Gary Keller  (born October 7, 1953) is a jazz and classical saxophonist, recording artist,  a  lecturer at the Frost School of Music at the University of Miami, and a Conn-Selmer Artist. He has played with Woody Herman, Frank Sinatra, and Jaco Pastorius, among many over a career spanning more than four decades. He appears on numerous recordings. He has performed in the pit of Broadway orchestras and for television shows.

Biography

Gary Keller holds a Bachelor of Music (B.M.) degree from the State University of New York at Fredonia He received his Master of Music (M.M.). from the Frost School of Music at the University of Miami. Keller has studied under Joe Allard, David Liebman, Pat LaBarbera, and Bob Mover among others. He has been a professor at Frost since 1982.

Career
Keller is the founder of the Miami Saxophone Quartet. He is a member of the South Florida Jazz Orchestra. He has performed at clubs and jazz festivals, and lectured about jazz and music performance at colleges and universities in the United States, Japan, and Europe. numerous national and international recordings, television shows, Broadway pit orchestras.

*Required tasks:*
a. According to the Gary Keller biography, since what year has he been a professor at Frost?
b. Please duplicate the stretch of the Gary Keller biography from "Gary Keller holds" through "Broadway pit orchestras.".
The listing comes from a separate source, unrelated to the Gary Keller biography.

*Supplied entries:*
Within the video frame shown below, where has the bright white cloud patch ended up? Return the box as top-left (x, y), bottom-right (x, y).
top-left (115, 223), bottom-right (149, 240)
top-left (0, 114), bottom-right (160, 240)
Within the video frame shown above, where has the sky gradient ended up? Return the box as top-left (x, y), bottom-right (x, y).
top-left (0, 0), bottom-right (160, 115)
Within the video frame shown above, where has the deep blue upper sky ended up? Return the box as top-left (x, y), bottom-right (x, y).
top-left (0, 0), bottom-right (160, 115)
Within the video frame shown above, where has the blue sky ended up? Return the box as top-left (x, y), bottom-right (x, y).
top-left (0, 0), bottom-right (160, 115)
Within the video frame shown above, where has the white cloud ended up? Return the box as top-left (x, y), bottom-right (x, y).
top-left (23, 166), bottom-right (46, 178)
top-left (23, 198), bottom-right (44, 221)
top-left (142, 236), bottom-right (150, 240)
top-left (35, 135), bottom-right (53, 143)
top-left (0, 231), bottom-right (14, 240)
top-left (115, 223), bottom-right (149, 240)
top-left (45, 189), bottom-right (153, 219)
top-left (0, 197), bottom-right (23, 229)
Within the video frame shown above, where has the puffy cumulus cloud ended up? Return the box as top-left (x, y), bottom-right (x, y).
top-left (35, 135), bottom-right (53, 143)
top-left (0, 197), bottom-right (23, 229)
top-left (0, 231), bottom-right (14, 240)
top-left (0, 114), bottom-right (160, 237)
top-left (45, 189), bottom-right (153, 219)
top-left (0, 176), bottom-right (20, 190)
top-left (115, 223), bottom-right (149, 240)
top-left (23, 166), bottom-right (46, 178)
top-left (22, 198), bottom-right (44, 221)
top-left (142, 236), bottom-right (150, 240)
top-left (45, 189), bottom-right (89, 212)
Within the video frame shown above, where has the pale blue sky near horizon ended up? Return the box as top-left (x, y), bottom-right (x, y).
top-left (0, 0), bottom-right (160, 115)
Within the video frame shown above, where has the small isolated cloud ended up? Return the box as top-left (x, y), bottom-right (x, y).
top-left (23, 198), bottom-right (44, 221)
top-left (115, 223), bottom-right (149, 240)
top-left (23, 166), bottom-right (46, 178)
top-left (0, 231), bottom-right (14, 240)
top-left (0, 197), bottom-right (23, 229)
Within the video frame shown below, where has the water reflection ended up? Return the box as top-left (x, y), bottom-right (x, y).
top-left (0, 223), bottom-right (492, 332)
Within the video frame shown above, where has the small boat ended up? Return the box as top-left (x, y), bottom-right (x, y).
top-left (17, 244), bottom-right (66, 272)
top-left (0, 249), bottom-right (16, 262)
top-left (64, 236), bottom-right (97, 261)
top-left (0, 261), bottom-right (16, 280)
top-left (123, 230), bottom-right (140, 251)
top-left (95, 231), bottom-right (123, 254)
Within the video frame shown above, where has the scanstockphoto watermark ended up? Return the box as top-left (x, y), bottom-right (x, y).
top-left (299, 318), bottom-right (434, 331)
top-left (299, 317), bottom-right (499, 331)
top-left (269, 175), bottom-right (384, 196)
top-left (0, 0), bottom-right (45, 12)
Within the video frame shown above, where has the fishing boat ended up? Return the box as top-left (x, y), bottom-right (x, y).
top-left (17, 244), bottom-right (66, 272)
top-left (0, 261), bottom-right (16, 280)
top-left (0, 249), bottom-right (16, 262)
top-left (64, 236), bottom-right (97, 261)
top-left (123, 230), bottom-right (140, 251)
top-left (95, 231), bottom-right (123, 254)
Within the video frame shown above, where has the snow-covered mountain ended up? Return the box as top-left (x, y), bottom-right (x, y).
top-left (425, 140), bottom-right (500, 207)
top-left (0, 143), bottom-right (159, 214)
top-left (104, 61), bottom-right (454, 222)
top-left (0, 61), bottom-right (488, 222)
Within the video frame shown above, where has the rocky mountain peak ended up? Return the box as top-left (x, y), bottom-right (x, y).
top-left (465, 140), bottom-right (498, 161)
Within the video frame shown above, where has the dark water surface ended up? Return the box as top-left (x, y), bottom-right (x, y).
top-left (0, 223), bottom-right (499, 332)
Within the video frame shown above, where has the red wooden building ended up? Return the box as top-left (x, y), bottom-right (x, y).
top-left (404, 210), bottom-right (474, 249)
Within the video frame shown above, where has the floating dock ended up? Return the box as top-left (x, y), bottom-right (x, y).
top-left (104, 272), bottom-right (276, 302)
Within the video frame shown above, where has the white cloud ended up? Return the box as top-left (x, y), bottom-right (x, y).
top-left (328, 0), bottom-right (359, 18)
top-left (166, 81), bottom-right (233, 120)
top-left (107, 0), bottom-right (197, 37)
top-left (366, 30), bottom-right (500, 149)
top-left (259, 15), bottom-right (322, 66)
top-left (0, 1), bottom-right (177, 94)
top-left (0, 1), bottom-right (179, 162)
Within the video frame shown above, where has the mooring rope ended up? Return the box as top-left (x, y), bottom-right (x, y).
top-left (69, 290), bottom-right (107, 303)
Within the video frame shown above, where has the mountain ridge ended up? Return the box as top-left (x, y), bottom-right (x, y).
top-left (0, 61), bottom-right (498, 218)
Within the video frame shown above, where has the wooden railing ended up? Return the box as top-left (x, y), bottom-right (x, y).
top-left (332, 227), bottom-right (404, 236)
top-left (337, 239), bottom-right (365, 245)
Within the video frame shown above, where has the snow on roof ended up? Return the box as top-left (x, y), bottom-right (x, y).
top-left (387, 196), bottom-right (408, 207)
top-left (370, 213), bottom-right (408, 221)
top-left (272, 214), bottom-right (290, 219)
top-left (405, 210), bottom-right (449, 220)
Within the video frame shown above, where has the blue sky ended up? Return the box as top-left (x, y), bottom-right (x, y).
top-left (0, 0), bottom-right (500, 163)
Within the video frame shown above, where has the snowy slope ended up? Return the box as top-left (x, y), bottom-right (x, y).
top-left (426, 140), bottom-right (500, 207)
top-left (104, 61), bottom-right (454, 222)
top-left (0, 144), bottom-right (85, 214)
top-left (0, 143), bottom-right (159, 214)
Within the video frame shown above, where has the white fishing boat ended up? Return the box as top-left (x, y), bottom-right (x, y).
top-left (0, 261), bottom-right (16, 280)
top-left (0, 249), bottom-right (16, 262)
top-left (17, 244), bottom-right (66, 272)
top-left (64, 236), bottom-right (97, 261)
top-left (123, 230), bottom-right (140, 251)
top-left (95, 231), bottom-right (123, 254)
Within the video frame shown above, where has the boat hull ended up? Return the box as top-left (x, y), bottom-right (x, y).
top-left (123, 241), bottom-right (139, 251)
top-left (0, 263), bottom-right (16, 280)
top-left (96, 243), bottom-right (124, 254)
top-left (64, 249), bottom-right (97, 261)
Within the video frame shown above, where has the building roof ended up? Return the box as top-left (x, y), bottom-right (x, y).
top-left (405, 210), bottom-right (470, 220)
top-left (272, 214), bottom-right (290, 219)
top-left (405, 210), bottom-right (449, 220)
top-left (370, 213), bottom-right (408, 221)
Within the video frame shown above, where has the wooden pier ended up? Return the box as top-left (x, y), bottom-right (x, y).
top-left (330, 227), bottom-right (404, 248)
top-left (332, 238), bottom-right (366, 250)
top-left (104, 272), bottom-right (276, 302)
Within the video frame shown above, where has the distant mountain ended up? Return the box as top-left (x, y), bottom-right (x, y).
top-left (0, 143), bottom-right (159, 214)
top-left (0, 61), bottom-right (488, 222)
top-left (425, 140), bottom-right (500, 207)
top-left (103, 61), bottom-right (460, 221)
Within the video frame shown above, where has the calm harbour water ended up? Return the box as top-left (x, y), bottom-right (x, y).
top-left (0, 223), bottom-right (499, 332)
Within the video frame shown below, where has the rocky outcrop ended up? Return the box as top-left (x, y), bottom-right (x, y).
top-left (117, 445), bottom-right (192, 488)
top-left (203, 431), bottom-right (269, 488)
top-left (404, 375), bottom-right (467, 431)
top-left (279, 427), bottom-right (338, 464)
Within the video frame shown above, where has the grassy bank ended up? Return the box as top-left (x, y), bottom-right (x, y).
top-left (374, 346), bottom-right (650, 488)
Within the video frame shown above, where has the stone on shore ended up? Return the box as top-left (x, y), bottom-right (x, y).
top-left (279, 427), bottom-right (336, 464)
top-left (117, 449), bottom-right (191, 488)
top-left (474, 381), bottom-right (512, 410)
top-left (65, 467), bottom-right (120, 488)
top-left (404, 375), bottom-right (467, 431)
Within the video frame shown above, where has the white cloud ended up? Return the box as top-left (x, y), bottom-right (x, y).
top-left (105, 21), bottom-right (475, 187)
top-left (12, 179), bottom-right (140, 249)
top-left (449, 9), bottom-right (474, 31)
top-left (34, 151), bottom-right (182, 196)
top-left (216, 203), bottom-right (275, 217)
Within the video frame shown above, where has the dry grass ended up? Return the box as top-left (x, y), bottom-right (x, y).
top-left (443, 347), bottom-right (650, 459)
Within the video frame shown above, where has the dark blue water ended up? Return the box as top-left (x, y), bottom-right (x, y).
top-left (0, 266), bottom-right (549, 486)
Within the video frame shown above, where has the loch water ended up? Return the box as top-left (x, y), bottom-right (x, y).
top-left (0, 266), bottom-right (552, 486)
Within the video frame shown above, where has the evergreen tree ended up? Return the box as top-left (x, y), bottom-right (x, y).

*Per-task outputs:*
a. Since 1982.

b.
Gary Keller holds a Bachelor of Music (B.M.) degree from the State University of New York at Fredonia He received his Master of Music (M.M.). from the Frost School of Music at the University of Miami. Keller has studied under Joe Allard, David Liebman, Pat LaBarbera, and Bob Mover among others. He has been a professor at Frost since 1982.

Career
Keller is the founder of the Miami Saxophone Quartet. He is a member of the South Florida Jazz Orchestra. He has performed at clubs and jazz festivals, and lectured about jazz and music performance at colleges and universities in the United States, Japan, and Europe. numerous national and international recordings, television shows, Broadway pit orchestras.